[Opening Document segment section]

Live in San Diego. Had a pond installed last September. About a 3
foot rise waterfall into a pond of about 800-1000 gallons. Installed
by local contractor. Gave us Koi (6) and some water lillies plus
"Aquascape Designs String Algea Buster (SAB)" and "Aquascape Design
Aquaclear"

Followed all directions rigorously in respect to bacteria, cleaning,
etc. But as you may have heard, southern california had more rain than
we have had in the last 100 years. So a fair amount of run off into
the pond and outright rain. Had to pump out water on numerous
occasions and other times simply let it overflow in to landscape.

With warmer weather planted some more lilles and some marginals.
Lillies going well. I have about 10-15% surface area covered and more
pads every day. I do not have any "bottom plants" but strongly
considering adding them.

HOWEVER, I have a serious string and single cell (green water) algae
problem that is driving me to frustration.

Been spiking (triple the dose every day) my pond with both "clear"
bacteria and SAB. Hand cleaning out every day the string algae that is
easy to get out and actually pulling some off from individual rocks.

But not sure it is helping! Or at least I can not noticeably see a
difference. Is my only hope to drain the pond and start over? Should
I have patience with the product I am using? Should I try something
different (there seem to be a huge number of different concoctions out
there - any objective reviews?)

[Closing Document segment section]
[Opening Supplied information section]

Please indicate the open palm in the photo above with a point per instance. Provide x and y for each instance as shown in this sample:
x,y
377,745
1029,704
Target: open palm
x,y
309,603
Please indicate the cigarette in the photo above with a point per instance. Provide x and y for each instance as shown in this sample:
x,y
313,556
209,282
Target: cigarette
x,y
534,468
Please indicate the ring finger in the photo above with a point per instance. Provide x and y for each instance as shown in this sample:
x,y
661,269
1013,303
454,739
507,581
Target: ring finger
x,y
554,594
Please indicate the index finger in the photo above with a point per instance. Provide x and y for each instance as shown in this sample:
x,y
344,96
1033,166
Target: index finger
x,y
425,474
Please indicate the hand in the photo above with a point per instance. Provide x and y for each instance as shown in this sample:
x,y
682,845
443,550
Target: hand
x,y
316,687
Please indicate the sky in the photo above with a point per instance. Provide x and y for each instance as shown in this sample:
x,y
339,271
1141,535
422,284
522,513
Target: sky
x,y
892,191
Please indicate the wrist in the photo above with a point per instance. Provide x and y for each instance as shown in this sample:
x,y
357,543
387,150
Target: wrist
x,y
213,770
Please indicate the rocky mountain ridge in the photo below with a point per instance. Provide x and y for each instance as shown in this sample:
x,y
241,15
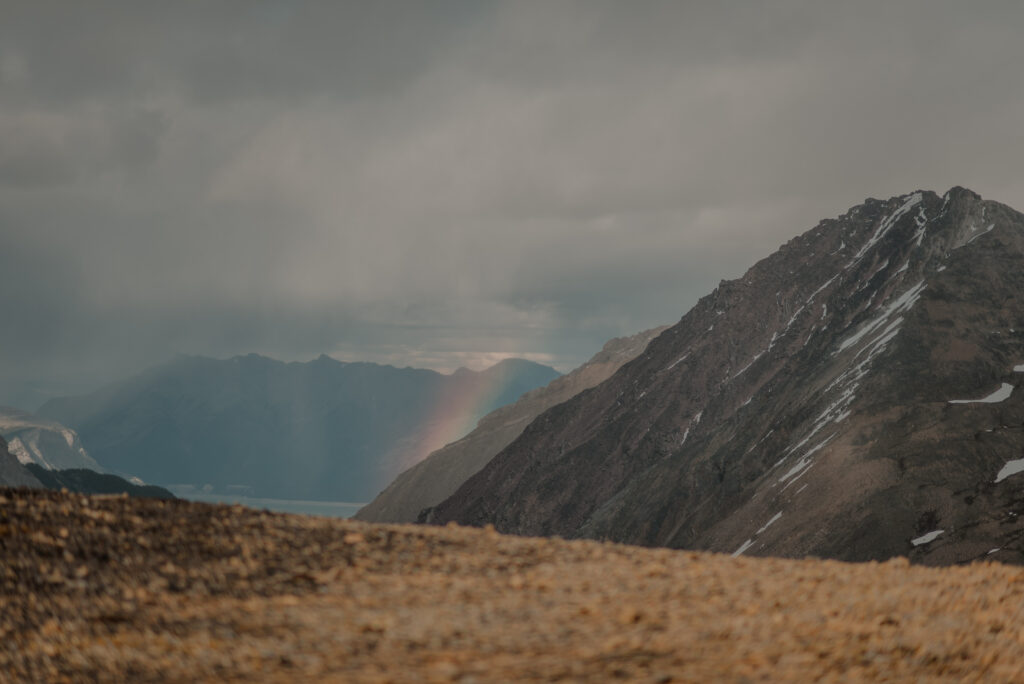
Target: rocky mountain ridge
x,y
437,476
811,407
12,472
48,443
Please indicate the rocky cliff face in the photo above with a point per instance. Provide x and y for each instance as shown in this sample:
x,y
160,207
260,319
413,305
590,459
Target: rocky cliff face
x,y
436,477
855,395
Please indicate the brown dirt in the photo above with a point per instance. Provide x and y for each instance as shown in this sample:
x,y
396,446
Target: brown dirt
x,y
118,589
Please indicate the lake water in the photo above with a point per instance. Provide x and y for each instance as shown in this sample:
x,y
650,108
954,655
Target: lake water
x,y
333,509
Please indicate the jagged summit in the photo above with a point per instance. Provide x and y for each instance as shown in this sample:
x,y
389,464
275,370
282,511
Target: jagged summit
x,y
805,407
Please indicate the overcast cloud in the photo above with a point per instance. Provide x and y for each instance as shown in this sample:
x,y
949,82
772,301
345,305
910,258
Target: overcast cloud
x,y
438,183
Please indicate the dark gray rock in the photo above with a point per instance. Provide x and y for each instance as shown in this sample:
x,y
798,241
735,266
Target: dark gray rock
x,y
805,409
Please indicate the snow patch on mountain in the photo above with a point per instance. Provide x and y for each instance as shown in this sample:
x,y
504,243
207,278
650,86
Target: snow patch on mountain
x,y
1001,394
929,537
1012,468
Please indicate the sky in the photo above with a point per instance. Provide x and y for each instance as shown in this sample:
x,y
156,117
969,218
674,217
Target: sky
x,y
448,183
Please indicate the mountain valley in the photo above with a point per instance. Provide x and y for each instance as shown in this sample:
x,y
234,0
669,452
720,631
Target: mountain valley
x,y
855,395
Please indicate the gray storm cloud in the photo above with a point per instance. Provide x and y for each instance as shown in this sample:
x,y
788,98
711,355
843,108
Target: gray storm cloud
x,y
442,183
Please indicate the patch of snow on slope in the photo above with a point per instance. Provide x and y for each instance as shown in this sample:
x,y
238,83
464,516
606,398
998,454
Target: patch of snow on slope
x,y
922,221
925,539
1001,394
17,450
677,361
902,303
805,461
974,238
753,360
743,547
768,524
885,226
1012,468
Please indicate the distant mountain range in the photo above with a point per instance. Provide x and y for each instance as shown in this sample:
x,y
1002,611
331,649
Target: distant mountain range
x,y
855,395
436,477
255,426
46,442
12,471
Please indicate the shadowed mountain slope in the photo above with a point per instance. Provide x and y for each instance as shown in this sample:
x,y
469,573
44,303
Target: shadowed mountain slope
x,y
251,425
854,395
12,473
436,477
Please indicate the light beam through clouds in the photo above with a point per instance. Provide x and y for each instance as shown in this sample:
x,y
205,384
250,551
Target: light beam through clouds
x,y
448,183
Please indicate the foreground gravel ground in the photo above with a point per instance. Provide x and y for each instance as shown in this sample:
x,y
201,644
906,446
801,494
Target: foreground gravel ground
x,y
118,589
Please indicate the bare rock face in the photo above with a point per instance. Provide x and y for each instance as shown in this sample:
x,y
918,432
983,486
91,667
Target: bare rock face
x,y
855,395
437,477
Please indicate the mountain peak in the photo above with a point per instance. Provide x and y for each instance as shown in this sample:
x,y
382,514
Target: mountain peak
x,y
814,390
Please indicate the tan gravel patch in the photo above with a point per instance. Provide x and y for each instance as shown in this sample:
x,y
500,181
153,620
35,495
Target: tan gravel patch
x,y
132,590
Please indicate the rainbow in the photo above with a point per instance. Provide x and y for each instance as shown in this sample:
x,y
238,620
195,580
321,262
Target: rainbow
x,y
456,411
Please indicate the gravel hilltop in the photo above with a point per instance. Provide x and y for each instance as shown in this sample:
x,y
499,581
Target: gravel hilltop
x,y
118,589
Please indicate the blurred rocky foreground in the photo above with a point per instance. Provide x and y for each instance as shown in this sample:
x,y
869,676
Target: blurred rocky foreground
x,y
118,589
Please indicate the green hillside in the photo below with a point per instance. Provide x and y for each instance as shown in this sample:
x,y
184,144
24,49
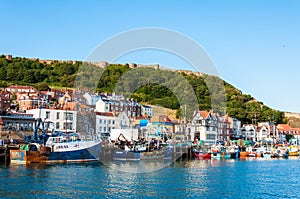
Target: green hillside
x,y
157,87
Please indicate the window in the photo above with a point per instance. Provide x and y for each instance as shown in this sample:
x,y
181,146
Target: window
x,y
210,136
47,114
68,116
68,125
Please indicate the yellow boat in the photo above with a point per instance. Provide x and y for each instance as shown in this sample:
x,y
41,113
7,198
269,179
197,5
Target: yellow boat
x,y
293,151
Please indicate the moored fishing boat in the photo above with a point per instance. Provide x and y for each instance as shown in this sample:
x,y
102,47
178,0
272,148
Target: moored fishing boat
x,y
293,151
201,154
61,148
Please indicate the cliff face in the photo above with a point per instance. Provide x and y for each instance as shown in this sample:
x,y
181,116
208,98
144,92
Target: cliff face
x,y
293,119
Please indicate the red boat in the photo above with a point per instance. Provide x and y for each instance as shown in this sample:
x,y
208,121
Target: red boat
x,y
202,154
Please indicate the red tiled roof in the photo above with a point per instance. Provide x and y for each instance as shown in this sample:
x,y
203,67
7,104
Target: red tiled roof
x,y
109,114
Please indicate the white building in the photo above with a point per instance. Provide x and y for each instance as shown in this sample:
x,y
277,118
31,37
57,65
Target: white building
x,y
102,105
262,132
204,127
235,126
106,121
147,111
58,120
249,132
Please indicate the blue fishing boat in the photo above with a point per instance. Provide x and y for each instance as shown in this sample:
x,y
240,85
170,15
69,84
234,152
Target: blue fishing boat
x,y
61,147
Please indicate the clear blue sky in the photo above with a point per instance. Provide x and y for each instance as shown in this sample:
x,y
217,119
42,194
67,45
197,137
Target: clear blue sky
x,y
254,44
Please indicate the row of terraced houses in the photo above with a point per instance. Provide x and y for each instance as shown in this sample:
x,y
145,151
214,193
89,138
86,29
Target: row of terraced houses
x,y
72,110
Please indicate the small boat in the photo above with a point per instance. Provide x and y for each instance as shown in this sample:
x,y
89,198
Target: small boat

[Closing Supplied information section]

Transcribe the part of the pond algae post that opens with the words containing "Lillies going well." and closes with "considering adding them.". The records have nothing to do with the pond post.

Lillies going well. I have about 10-15% surface area covered and more
pads every day. I do not have any "bottom plants" but strongly
considering adding them.